[Opening Page text section]

Book Review! Hull Damage by Timothy J. Meyer
I picked up Hull Damage for Kindle free on Amazon. The current rating there is 3 & a half stars, and that feels about right to me. It has a lot going on, both for and against it.
The setting is sci-fi, it feels like a cross between Heavy Metal’s dystopian space settings and Firefly’s wild lawlessness, with a healthy dose of Star Wars. The book follows the career of a space pirate and his crew, an episodic story of the ups and downs they face trying to make a name for themselves.
The writing is fairly wordy, and this is me saying this. The purple prose varies between annoying and fun, and there’s a lot of alliteration. Sometimes it felt as thought the alliteration was almost involuntary, as though the author included a little deliberately and then couldn’t get out of the habit. I felt it could have used more proofreading.
For both better and worse, the world building is amazing! It feels like there are actual cultures that have all blended together to form the societies we encounter. This is a double-edged thing, though. The language and jargon can pull you into the world, but make it difficult to get into the story.
One character in particular speaks in a patois that feels fairly authentic, but can seriously impair your ability to follow the plot. Even other characters have trouble understanding him at times.
The characters are very complex. If you’re looking for clear black & white, good guys vs bad guys, you are not looking for this book. This is grey and gray morality at best. In one particularly intense scene, one of the most sympathetic characters outright murders a man for a crime he didn’t commit. The character who set him up to take that fall rationalizes that he deserved it for other crimes along his life.
Maybe that’s what made it so compelling to me, pirates in fiction are usually portrayed as anything but. You get smugglers like Han Solo, who cold-bloodedly shot Greedo in preemptive self-defense (before that was edited out) as the darkest thing we ever saw him do. We get Mal Reynolds who, again, will kill in cold blood to prevent a future threat, but also returns what he stole when he learns it was needed medicine.
These guys aren’t like that.
These guys are ruthless pirates. This captain guns down a guy in cold blood to secure a job with a major crimelord. Characters often consider how to double-cross their comrades should it be necessary, or at least profitable, to do so.

[Closing Page text section]

◆ **Task 1**
Answer these questions about the book review:
(a) What is the current rating of Hull Damage on Amazon?
(b) Which three works does the reviewer combine to describe the book's setting?
(c) What does the captain do to secure a job with a major crimelord?
◆ **Task 2**
Copy the book review word for word from "Maybe that’s what" to "was needed medicine.".
The records are separate material and not part of the book review.

[Opening Record extracts section]

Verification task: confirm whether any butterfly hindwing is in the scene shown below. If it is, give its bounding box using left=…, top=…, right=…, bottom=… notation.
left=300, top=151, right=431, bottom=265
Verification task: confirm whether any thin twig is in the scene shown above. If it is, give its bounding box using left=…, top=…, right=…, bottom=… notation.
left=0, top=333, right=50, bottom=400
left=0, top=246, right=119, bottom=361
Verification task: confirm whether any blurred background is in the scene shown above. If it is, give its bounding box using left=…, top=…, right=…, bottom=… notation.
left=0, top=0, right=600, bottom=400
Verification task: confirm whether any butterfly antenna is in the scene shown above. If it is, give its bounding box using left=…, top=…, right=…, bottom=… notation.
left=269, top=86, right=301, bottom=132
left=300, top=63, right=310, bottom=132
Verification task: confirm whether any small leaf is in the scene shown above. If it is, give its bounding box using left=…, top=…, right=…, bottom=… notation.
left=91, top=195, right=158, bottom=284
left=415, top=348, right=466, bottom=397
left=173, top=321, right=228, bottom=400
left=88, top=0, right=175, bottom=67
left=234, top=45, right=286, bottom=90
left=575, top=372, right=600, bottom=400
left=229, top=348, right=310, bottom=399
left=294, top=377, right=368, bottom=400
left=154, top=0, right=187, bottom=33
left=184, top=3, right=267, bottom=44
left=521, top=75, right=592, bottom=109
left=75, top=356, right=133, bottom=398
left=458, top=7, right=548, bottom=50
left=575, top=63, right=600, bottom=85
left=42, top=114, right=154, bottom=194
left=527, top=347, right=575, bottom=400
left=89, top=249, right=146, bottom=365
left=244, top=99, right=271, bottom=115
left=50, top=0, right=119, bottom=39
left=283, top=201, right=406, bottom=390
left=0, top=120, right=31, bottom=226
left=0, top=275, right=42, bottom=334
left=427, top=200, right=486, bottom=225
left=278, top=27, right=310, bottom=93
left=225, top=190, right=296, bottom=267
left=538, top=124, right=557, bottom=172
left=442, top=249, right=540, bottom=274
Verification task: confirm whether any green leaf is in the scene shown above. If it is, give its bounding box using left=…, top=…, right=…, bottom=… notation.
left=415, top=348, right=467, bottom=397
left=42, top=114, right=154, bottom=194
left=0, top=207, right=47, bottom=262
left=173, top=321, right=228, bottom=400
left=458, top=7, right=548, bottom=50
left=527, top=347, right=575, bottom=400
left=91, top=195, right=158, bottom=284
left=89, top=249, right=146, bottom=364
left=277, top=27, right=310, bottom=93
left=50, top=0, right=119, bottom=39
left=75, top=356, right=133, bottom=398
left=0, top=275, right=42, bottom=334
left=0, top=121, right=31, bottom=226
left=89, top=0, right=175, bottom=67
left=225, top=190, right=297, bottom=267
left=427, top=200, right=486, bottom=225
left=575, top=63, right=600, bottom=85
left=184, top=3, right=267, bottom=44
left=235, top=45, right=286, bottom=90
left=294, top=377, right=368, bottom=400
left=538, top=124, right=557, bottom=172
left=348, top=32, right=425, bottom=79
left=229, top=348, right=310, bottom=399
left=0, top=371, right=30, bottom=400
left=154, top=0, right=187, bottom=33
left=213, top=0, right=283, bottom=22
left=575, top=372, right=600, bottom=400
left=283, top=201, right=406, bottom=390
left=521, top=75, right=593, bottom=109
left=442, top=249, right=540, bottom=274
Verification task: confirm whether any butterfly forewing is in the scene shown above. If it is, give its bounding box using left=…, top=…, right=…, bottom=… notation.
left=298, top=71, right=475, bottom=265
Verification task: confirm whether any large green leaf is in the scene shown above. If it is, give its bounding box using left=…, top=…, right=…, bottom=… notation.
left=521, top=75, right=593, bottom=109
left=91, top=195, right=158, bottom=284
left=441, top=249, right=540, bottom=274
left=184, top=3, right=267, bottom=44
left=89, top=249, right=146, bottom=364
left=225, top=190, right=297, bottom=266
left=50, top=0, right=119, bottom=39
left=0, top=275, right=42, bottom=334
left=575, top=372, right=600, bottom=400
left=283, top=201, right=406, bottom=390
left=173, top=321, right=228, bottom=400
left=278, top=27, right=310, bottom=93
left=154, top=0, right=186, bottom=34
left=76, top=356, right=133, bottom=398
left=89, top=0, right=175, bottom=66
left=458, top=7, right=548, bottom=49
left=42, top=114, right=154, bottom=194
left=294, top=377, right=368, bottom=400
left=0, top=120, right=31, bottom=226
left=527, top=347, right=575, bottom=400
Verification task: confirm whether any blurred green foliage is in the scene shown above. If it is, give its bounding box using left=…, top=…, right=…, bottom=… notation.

[Closing Record extracts section]

◆ **Answer 1**
(a) 3 & a half stars
(b) Heavy Metal, Firefly and Star Wars
(c) He guns down a guy in cold blood.

◆ **Answer 2**
Maybe that’s what made it so compelling to me, pirates in fiction are usually portrayed as anything but. You get smugglers like Han Solo, who cold-bloodedly shot Greedo in preemptive self-defense (before that was edited out) as the darkest thing we ever saw him do. We get Mal Reynolds who, again, will kill in cold blood to prevent a future threat, but also returns what he stole when he learns it was needed medicine.